* **WHAT THE EXERCISE ASKS**:
Each time a line of the listing holds "below", copy that line.

* **PROVIDED DATA**:
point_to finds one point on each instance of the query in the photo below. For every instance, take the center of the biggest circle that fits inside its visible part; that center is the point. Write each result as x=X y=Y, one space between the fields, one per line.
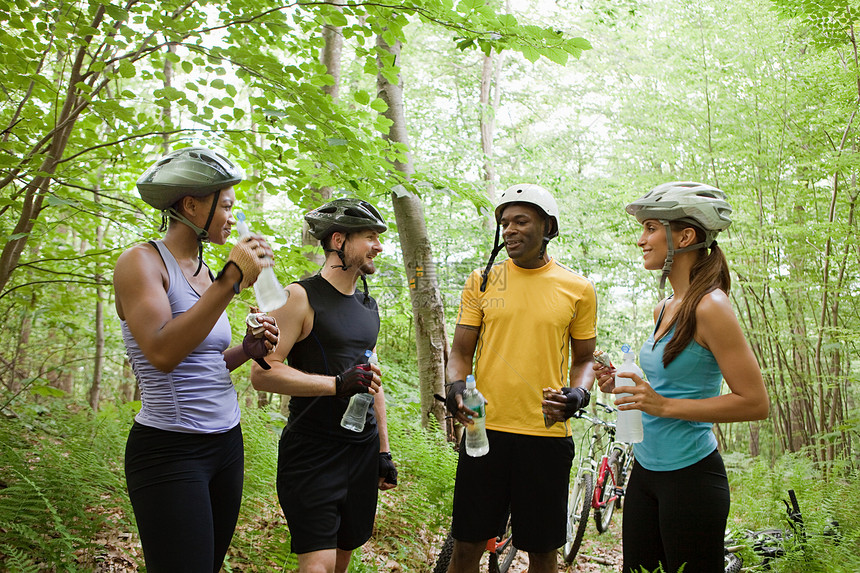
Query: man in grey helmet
x=329 y=476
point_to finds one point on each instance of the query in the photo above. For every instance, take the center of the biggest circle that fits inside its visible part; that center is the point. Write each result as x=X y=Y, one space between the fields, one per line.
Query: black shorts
x=328 y=491
x=529 y=474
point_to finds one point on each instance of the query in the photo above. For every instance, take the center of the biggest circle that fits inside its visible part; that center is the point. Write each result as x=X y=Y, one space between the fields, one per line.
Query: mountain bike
x=771 y=544
x=500 y=548
x=599 y=481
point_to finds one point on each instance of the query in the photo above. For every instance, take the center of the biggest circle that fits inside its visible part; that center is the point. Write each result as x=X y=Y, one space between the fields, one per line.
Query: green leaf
x=361 y=97
x=126 y=69
x=42 y=390
x=379 y=105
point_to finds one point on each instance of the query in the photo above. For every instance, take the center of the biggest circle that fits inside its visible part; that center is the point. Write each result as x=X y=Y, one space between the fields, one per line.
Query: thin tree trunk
x=429 y=318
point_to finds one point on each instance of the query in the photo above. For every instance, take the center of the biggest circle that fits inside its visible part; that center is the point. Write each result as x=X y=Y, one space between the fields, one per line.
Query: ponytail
x=709 y=272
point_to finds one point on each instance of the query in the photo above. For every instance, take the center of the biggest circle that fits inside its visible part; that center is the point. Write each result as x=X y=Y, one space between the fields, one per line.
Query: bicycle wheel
x=578 y=506
x=603 y=514
x=733 y=562
x=445 y=554
x=626 y=462
x=501 y=559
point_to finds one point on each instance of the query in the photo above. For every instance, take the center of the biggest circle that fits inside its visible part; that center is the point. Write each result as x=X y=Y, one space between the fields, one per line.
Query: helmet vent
x=355 y=213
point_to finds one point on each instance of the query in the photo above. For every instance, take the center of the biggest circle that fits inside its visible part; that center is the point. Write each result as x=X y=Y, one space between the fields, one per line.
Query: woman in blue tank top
x=677 y=500
x=184 y=456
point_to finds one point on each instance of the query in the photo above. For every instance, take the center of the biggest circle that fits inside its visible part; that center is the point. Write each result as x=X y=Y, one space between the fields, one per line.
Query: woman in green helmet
x=184 y=457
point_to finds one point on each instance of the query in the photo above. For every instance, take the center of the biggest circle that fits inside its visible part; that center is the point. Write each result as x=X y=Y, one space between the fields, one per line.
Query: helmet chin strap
x=670 y=255
x=202 y=234
x=498 y=245
x=344 y=266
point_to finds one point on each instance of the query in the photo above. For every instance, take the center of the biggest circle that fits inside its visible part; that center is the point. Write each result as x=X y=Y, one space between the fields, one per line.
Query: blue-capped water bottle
x=477 y=444
x=628 y=426
x=356 y=412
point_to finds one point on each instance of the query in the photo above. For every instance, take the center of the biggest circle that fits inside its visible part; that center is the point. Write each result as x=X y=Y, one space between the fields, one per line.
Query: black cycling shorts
x=529 y=474
x=328 y=491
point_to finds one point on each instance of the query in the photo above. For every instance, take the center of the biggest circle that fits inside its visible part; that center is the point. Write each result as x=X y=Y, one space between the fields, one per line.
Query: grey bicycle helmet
x=194 y=171
x=191 y=171
x=344 y=215
x=699 y=204
x=533 y=195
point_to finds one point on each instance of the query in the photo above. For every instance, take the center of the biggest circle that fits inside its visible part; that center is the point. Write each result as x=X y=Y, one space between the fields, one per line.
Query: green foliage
x=62 y=494
x=759 y=491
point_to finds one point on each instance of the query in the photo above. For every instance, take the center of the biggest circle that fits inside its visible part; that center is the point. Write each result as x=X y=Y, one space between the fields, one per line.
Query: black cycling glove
x=451 y=391
x=355 y=380
x=575 y=399
x=387 y=471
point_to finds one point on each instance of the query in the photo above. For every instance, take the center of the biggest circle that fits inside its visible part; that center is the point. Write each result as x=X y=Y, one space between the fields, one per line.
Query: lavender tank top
x=198 y=395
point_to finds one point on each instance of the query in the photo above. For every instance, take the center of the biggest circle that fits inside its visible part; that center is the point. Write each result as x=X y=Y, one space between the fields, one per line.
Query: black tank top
x=345 y=326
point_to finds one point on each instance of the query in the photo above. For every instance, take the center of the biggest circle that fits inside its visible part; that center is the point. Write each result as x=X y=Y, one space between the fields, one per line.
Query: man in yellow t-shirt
x=528 y=323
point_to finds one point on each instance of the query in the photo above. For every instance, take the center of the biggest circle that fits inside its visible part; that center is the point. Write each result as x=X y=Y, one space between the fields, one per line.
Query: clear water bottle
x=356 y=412
x=269 y=292
x=477 y=444
x=628 y=427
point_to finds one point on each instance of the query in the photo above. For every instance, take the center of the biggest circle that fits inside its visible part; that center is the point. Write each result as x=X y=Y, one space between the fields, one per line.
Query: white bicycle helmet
x=699 y=204
x=533 y=195
x=530 y=194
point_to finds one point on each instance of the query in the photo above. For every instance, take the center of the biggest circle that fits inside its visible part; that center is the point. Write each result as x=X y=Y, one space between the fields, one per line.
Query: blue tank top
x=669 y=443
x=198 y=395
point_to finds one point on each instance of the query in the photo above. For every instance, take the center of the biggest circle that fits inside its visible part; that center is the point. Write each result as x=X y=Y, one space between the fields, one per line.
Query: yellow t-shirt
x=526 y=319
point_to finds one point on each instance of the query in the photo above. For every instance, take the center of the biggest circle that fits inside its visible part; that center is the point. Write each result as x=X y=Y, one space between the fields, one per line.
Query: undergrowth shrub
x=759 y=490
x=63 y=505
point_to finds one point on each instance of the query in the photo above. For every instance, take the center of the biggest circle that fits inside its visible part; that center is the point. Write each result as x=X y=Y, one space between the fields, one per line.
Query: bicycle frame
x=600 y=471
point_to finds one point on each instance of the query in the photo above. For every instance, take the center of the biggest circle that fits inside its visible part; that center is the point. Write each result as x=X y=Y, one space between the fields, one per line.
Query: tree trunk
x=428 y=315
x=99 y=360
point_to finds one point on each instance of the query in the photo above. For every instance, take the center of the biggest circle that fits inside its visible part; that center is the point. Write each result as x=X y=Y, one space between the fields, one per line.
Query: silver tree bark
x=428 y=315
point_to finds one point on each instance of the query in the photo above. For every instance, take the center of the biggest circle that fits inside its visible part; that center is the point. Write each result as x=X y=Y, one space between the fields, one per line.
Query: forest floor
x=119 y=550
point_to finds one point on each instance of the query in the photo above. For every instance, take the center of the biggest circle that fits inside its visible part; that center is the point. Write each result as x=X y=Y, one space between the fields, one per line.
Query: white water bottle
x=268 y=291
x=356 y=412
x=477 y=444
x=628 y=426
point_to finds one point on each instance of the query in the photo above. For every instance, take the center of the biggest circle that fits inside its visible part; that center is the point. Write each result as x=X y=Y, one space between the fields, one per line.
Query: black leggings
x=676 y=517
x=186 y=490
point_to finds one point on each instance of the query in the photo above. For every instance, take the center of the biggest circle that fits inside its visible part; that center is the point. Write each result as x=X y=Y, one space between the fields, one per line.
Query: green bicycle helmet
x=698 y=204
x=194 y=171
x=344 y=215
x=191 y=171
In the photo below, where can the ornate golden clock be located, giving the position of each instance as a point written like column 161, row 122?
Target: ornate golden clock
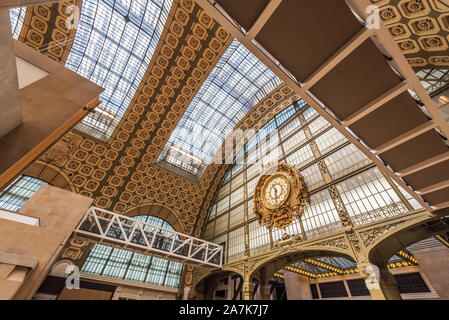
column 280, row 196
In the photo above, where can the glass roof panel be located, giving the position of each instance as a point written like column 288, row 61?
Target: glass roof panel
column 113, row 46
column 17, row 17
column 234, row 86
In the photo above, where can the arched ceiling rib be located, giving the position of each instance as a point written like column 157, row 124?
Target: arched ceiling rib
column 113, row 46
column 237, row 82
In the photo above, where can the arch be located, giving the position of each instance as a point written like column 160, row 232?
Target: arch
column 59, row 269
column 170, row 215
column 266, row 268
column 204, row 287
column 51, row 174
column 389, row 244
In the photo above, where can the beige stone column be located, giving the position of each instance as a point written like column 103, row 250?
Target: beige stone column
column 380, row 282
column 32, row 249
column 297, row 287
column 434, row 264
column 11, row 280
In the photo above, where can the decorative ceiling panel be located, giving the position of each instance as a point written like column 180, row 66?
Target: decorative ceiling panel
column 421, row 29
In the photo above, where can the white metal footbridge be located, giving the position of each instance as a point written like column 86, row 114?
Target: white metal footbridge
column 112, row 229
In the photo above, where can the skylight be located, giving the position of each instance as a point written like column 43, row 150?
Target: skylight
column 237, row 83
column 17, row 17
column 113, row 46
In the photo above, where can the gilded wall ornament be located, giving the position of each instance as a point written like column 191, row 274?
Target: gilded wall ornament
column 280, row 196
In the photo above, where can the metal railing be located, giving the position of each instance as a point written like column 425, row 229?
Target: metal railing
column 109, row 228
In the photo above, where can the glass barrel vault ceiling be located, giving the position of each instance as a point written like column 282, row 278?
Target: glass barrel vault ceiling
column 113, row 46
column 17, row 17
column 234, row 86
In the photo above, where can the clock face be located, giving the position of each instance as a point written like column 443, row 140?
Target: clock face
column 276, row 190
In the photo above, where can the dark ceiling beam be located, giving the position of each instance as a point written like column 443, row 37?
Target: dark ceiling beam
column 26, row 3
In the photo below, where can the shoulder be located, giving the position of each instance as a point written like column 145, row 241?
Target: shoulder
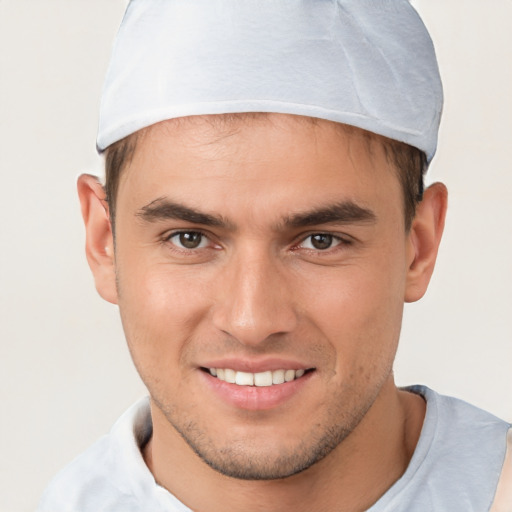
column 100, row 478
column 457, row 462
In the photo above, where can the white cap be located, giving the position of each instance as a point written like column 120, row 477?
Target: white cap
column 366, row 63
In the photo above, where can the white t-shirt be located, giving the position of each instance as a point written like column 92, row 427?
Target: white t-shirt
column 455, row 467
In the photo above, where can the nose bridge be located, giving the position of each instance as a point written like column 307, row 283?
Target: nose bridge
column 255, row 302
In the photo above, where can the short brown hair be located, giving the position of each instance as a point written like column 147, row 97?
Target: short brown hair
column 409, row 162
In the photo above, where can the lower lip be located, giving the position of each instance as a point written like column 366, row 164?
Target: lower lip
column 256, row 398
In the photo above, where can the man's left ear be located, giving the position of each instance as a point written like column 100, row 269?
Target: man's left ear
column 424, row 239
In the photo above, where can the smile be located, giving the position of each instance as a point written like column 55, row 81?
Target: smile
column 260, row 379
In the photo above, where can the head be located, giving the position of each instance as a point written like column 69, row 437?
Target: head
column 268, row 226
column 409, row 163
column 261, row 246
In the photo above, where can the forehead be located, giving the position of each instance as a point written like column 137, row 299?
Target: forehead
column 256, row 156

* **TASK ANSWER**:
point_to finds one point on each instance of the query in the photo below. For every instance, take the center of the biggest circle that fits inside its visible part; that center is the point. Write each result as x=X y=Y, one space between the fields, one per line.
In the photo below, where can the ornate golden clock be located, giving the position of each instance as a point written like column 161, row 122?
In the photo below, where can the shoulder be located, giving the position of each instance as a point written like column 145, row 241?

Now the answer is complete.